■ Direction
Write out again every line of the data from the line with "Place a point on every instance of the ceiling fan light" to the line with "Place a point on every instance of the hill", both included, and shift each coordinate in the answers by -85.

■ The data
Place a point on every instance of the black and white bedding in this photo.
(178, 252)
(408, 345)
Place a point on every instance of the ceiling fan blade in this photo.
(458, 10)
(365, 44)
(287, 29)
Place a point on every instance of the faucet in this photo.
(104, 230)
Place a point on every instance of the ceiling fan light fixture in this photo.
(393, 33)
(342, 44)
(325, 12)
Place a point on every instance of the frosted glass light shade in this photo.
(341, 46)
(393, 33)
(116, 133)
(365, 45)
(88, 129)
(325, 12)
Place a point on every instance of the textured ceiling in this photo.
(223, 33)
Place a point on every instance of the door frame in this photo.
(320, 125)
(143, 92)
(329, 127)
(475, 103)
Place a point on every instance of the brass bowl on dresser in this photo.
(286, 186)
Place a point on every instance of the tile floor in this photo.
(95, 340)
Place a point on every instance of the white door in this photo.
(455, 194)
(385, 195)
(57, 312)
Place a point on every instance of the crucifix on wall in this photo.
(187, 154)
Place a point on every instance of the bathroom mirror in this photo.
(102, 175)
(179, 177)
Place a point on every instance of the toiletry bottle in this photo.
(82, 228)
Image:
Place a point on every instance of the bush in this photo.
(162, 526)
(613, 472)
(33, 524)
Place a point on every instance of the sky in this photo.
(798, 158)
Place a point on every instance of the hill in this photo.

...

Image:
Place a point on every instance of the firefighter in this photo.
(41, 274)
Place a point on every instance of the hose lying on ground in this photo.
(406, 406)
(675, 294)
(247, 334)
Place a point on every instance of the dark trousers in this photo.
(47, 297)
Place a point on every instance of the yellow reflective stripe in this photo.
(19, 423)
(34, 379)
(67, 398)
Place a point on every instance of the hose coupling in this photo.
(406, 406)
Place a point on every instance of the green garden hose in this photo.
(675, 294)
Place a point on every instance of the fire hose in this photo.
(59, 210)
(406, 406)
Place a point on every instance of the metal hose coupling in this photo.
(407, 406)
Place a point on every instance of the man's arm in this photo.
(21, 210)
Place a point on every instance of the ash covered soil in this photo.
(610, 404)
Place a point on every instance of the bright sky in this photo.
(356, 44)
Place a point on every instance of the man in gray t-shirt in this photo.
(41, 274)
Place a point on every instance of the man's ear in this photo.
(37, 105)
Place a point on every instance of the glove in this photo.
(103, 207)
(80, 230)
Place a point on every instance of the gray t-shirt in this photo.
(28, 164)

...

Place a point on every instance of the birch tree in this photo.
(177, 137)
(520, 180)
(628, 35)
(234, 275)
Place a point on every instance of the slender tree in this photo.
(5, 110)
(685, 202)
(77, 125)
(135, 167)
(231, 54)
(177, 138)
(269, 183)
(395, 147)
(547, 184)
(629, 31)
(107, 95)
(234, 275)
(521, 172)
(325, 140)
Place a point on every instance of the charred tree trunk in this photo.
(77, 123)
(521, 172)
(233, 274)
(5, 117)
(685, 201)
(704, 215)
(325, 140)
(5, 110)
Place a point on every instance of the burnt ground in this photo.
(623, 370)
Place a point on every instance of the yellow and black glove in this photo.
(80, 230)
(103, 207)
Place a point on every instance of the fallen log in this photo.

■ Solution
Place a point on every instance of the ceiling fan light fixture in this photo.
(308, -52)
(257, -41)
(240, -73)
Place a point on every instance of the frosted glass light shade in this photo.
(256, -39)
(308, -52)
(31, 48)
(280, -40)
(3, 44)
(240, -73)
Place a point on every instance of the textured ceiling in this photo.
(138, -52)
Place a point on every instance of the door frame in this photo.
(235, 40)
(58, 7)
(244, 42)
(390, 18)
Place a point on every instance of the brass bowl on dresser in this photo.
(201, 101)
Place a point on every instance of the tile floor in this photo.
(10, 255)
Place a point on every instance of the white door in this photo.
(370, 109)
(300, 110)
(-28, 227)
Place a point on every instance of the crucifix on wall in this photo.
(102, 69)
Place a point on every instance of the bathroom mirror in this photo.
(17, 90)
(94, 92)
Place a point on every instance of the toiletry bottle in this photo.
(-3, 143)
Image:
Place a point on every instance of the bush in this photo.
(77, 441)
(528, 387)
(-52, 439)
Place a point on every instance of the sky in this photo.
(713, 73)
Place a point on every instance of the hill in this photo.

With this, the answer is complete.